La confiance ne peut pas se décréter. Et c’est un enjeu stratégique fondamental aujourd’hui dans les entreprises. L’avenir des grandes entreprises occidentales n’est pas lié aux ressources naturelles, à la monnaie, aux ressources en effectif, mais à l’innovation, et à l’innovation technologique. Et on sait aujourd’hui de manière très précise que cette capacité d’innovation est liée au partage de connaissances, à l’échange d’informations – y compris stratégiques et entre concurrents. Tout ceci ne peut se dérouler sans un cadre de confiance.
Il y a un paradoxe énorme dans beaucoup de grandes entreprises aujourd’hui : comment concilier la gouvernance traditionnelle de l’entreprise – la logique hiérarchique, les attentes des actionnaires… – et la mise en réseau des acteurs et le partage de la confiance? […] Or, plus on introduit de garde-fous et de logiques institutionnelles, plus la confiance est normée et encadrée, plus elle perd de son sel. La confiance, c’est ce qui reste quand tout a disparu. »
(Verbatims issus d’une vidéo publiée sur le site personnel de Christophe Assens)
Ce qu’en disent les critiques
Sur ce thème « largement protéiforme et polysémique » du réseau, il est « heureux » que Christophe Assens, maître de conférences à l’Université de Verssailes-Saint-Quentin en Yvelines spécialiste des stratégies de coopération et de la gouvernance des réseaux, « livre son savoir académique« , se réjouit la revue Personnel (pdf). Est notamment apprécié l’exemple de l’entreprise Hervé Thermique, dont le fonctionnement « réticulaire » sans organigramme hiérarchique, autour d’un « travail exclusivement sur mesure et en mode projet, combiné avec les mécanismes du marché », « clôt toute incantation managériale » : l’entreprise sans chef, cela marche !
Christophe Assens détaille comment le management des réseaux, en même temps qu’il investit l’intangible, l’humain, et crée de l’incertitude, permet tout à la fois de mieux naviguer dans un contexte d’incertitude généralisée. Car plus encore que la conciliation en interne du couple performance/collaboration, trop souvent perçu comme paradoxal, c’est dans la « formalisation d’un nouvel esprit du capitalisme » que se distingue Le management des réseaux. Le réseau ne devient alors plus seulement une nouvelle manière de manager la complexité, mais carrément un modèle macro-économique et, dans un contexte économique interdisant toute projection dans l’avenir même proche, la réinvention d’un pouvoir d’agir, quelque part entre guerre et bien-être économiques.

# # # # # # #

§ À FAIRE
1 > Mettez à jour le passage du texte sur la confiance compris entre « Il y a un paradoxe » et « de Christophe Assens) », bornes incluses, en remplaçant « paradoxe » par « dilemme ».
2 > D'après le texte sur la confiance, à quoi l'avenir des grandes entreprises occidentales est-il lié ?
3 > Reprenez le texte sur la confiance et le management des réseaux à la suite de sa dernière phrase.
Les lignes de données présentées ensuite n'ont aucun rôle dans ce travail.

§ DONNÉES FOURNIES

# # # # # # #

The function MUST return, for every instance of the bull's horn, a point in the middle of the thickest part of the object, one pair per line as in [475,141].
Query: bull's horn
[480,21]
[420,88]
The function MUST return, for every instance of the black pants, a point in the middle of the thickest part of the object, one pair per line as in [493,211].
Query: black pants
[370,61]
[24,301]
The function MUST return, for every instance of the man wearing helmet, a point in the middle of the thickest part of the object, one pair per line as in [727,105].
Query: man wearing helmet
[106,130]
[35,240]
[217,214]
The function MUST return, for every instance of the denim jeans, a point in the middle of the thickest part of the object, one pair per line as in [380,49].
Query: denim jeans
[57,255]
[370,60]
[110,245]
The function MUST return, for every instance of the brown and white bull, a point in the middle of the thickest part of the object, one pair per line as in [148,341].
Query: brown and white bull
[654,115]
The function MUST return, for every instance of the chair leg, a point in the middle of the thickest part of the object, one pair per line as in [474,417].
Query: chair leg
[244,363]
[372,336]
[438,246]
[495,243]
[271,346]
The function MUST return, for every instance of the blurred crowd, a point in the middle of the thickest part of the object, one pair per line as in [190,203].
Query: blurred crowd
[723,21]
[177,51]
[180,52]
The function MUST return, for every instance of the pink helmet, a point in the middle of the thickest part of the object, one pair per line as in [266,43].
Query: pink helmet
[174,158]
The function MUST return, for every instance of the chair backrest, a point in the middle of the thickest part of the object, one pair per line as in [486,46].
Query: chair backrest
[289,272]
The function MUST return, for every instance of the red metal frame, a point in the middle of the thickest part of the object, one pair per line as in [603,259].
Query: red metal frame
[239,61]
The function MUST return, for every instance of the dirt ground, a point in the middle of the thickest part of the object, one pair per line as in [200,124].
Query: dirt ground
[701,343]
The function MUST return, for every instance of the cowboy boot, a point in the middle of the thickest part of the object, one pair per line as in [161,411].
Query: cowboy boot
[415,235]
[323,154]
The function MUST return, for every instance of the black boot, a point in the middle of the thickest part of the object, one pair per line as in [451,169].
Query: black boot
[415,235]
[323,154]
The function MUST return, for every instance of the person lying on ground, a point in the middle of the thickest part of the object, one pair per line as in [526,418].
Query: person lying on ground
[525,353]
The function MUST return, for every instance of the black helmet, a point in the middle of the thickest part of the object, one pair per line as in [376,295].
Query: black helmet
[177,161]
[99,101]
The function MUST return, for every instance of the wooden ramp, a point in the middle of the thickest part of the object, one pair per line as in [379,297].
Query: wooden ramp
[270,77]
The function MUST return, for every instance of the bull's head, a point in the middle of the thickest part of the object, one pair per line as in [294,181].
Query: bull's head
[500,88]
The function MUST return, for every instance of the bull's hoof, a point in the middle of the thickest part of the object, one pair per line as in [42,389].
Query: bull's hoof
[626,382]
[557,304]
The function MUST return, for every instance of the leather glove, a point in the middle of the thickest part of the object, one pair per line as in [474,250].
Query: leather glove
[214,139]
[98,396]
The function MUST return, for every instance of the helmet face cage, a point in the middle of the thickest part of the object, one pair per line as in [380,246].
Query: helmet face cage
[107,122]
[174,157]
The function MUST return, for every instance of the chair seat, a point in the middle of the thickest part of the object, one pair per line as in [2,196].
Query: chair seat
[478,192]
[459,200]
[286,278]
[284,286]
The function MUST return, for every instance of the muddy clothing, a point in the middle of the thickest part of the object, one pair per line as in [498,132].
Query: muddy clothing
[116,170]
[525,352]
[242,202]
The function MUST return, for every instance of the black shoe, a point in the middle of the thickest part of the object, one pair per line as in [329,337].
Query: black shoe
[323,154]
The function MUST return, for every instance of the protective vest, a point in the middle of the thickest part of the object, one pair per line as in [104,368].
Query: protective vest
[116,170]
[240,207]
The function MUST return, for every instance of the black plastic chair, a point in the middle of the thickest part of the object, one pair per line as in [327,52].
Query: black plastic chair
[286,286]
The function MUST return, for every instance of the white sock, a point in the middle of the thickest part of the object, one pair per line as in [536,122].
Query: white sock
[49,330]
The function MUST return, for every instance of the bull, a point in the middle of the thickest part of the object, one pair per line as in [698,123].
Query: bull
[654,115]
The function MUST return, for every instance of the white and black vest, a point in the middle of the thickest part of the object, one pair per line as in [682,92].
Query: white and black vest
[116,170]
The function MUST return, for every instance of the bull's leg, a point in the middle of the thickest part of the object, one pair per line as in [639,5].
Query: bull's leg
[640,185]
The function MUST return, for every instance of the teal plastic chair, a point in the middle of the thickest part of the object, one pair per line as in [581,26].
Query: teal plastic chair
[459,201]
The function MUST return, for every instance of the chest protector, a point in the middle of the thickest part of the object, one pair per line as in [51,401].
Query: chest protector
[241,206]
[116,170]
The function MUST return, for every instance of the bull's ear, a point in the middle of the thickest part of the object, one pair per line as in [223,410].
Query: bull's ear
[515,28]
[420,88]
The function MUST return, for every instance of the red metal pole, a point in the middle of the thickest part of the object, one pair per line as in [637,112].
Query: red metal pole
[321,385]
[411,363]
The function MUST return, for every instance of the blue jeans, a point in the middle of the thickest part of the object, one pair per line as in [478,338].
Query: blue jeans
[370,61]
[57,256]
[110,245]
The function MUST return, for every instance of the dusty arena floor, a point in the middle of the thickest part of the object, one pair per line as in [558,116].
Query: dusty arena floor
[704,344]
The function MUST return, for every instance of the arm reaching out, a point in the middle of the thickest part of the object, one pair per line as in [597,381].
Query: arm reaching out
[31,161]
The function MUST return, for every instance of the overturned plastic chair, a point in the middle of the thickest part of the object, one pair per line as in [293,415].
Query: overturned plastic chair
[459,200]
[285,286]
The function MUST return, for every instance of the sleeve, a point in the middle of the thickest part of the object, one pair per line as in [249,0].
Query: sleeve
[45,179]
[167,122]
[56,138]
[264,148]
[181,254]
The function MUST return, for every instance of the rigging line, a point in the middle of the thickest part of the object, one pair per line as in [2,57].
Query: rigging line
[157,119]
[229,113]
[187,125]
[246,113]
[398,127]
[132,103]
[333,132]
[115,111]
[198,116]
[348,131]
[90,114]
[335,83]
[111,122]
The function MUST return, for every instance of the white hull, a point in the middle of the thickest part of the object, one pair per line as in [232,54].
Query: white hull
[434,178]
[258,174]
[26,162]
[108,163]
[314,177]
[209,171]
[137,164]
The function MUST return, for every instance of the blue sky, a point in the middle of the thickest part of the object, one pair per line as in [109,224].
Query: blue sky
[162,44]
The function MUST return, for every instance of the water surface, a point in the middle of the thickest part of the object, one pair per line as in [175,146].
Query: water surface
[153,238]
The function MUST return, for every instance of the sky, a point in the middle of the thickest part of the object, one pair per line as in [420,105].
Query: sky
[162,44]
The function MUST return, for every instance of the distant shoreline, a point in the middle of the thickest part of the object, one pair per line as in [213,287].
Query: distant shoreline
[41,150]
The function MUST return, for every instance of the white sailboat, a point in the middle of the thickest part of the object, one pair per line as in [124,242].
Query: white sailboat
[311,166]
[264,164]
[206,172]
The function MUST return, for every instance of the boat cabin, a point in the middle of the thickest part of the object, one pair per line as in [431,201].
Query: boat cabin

# # # # # # #

§ RÉPONSES ATTENDUES
1 >
Il y a un dilemme énorme dans beaucoup de grandes entreprises aujourd’hui : comment concilier la gouvernance traditionnelle de l’entreprise – la logique hiérarchique, les attentes des actionnaires… – et la mise en réseau des acteurs et le partage de la confiance? […] Or, plus on introduit de garde-fous et de logiques institutionnelles, plus la confiance est normée et encadrée, plus elle perd de son sel. La confiance, c’est ce qui reste quand tout a disparu. »
(Verbatims issus d’une vidéo publiée sur le site personnel de Christophe Assens)

2 > À l'innovation, et à l'innovation technologique.

3 >
Les Echos retiennent ainsi la notion de « capitalisme de réseau » comme possible réponse à la crise, en suivant la distinction établie entre trois modèles de créations de richesse appelés à s’étendre : le réseau distribué (relations de connivence tacite d’égal à égal), le réseau piloté (autour d’un acteur central commanditaire) et le réseau administré (structure animée par « têtes de réseaux », que l’on retrouve dans l’économie sociale et solidaire).
Ce qu’on peut y lire
« Au siècle dernier, les principes d’unité de lieu, de temps et d’action propres à la tragédie grecque servaient encore de cadre de référence à des entreprises de profil sédentaire, évoluant localement dans des circuits courts pour répondre à une demande locale, sous l’égide d’une unité de commandement. Aujourd’hui, la vie des affaires obéit à des règles multiples et parfois contradictoires, dont les contours sont flous et incertains. »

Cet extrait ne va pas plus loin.